Object location annotation data
= = =
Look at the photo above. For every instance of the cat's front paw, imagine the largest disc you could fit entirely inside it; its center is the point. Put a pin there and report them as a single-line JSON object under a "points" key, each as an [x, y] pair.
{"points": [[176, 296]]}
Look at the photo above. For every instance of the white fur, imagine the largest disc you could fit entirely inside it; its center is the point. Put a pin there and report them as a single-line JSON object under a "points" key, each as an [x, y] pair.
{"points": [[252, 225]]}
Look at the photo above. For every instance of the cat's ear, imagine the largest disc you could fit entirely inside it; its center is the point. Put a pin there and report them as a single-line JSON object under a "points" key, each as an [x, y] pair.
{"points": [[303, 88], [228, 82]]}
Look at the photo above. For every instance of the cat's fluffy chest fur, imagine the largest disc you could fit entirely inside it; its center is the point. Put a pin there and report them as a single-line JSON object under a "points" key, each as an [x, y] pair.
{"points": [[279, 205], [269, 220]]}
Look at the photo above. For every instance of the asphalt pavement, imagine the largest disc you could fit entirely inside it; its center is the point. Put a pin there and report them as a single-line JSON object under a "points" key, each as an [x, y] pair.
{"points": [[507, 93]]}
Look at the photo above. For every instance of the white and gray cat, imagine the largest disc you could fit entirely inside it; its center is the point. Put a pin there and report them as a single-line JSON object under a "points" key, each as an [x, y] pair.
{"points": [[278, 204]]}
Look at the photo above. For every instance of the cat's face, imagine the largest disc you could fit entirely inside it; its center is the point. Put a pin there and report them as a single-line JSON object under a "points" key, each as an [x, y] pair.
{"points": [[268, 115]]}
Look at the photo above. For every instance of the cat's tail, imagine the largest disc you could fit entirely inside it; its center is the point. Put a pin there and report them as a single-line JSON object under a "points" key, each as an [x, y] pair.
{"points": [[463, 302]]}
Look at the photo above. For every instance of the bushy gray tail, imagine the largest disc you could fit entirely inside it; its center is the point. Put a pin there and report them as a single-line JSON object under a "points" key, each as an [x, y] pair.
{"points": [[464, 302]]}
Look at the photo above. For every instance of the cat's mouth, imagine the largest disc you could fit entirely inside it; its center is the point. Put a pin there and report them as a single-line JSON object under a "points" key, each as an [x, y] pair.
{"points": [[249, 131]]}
= = =
Stated task: Make an exact copy of the records.

Output for this exercise:
Look at the photo above. For every instance of the cat's front paw, imagine the largest disc you could fit entirely inside it; its center is the point. Put a pin there and report them as a single-line JSON object under a "points" key, each as an [x, y] pair.
{"points": [[176, 296]]}
Look at the photo above. For every instance of the white fur, imagine the largest disc you could fit entirely inside it; its center is the point. Put a pin there and report them as a single-line JSON object under a "points" key, each as an [x, y] pair.
{"points": [[252, 225]]}
Look at the photo above. For every instance of the cat's ear, imagine the largest disc you could fit entirely inside it; its center is the point. Put a pin there and report them as a single-line JSON object under a "points" key, each as an [x, y] pair.
{"points": [[303, 88], [228, 82]]}
Look at the photo above. For every instance of the cat's fluffy chest fur, imagine the largest disc you could fit entirely inside it; its center is the point. Put a pin there and report them as a single-line JSON object under a "points" key, each as an [x, y] pair.
{"points": [[279, 205], [269, 220]]}
Look at the photo above. For every instance of the asphalt pavement, imagine the largest disc you could fit entirely inside it; its center is the point. Put a pin there and report them as a single-line JSON object under a "points" key, each as an [x, y] pair.
{"points": [[507, 93]]}
Look at the photo above. For every instance of the white and gray cat, imagine the largest disc you could fit entirely inside it; its center is the point. Put a pin there and report them as a single-line JSON object under a "points" key, each as an [x, y] pair.
{"points": [[278, 204]]}
Look at the photo above. For every instance of the cat's face, imagine the largest disc you could fit entirely inside it; its center is the point. Put a pin there and report them as a single-line JSON object under a "points" key, each as an [x, y] pair.
{"points": [[268, 115]]}
Look at the photo above. For every instance of the cat's tail, imagine the largest disc you could fit entirely inside it; its center is the point. Put a pin there and report them as a single-line JSON object under a "points" key, each as an [x, y] pair.
{"points": [[463, 302]]}
Look at the photo above. For every instance of the bushy gray tail, imagine the largest disc you could fit entirely inside it; its center is the point. Put a pin there and report them as a single-line JSON object under a "points" key, each as an [x, y] pair.
{"points": [[464, 302]]}
Look at the photo above. For every instance of the cat's mouth, imagine the largest disc you could fit entirely inside it; its center is the point. Put a pin there and report them as a single-line JSON object under a "points" key, each as an [x, y] pair.
{"points": [[249, 131]]}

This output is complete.